Vue depuis le Musée des Beaux-Arts de Rennes, 6 octobre 2017.

Je suis allé visiter un musée "en région". Comme habituellement, un Musée des Beaux Arts digne de ce nom élit son domicile dans une grande bâtisse XIXème organisée autour de cours intérieures sous verrières, s'escalade à grandes volées d'escaliers minéraux et se parcourt sur parquets et sous lambris généreux.

Ici, c'est Rennes, son histoire revendiquée, sa bourgeoisie instruite, sa municipalité férue d'innovations startupées et d'animations culturelles bien pensantes et néanmoins contemporaines. Tout est fait pour effacer le complexe du provincial ou pire celui du plouc relégué aux confins de la région agricole et industrielle en souffrance. La ville est belle, rénovée, traversée de métros et de pistes cyclables. Et revendique plusieurs établissements culturels, donc.

========

Recopiez intégralement le passage ci-dessus sur la visite du musée de Rennes, sans en modifier un seul mot.

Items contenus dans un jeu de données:

========

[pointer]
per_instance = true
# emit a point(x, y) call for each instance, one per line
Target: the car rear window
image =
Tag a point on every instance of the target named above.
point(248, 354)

========

Corrigé proposé:
Vue depuis le Musée des Beaux-Arts de Rennes, 6 octobre 2017.

Je suis allé visiter un musée "en région". Comme habituellement, un Musée des Beaux Arts digne de ce nom élit son domicile dans une grande bâtisse XIXème organisée autour de cours intérieures sous verrières, s'escalade à grandes volées d'escaliers minéraux et se parcourt sur parquets et sous lambris généreux.

Ici, c'est Rennes, son histoire revendiquée, sa bourgeoisie instruite, sa municipalité férue d'innovations startupées et d'animations culturelles bien pensantes et néanmoins contemporaines. Tout est fait pour effacer le complexe du provincial ou pire celui du plouc relégué aux confins de la région agricole et industrielle en souffrance. La ville est belle, rénovée, traversée de métros et de pistes cyclables. Et revendique plusieurs établissements culturels, donc.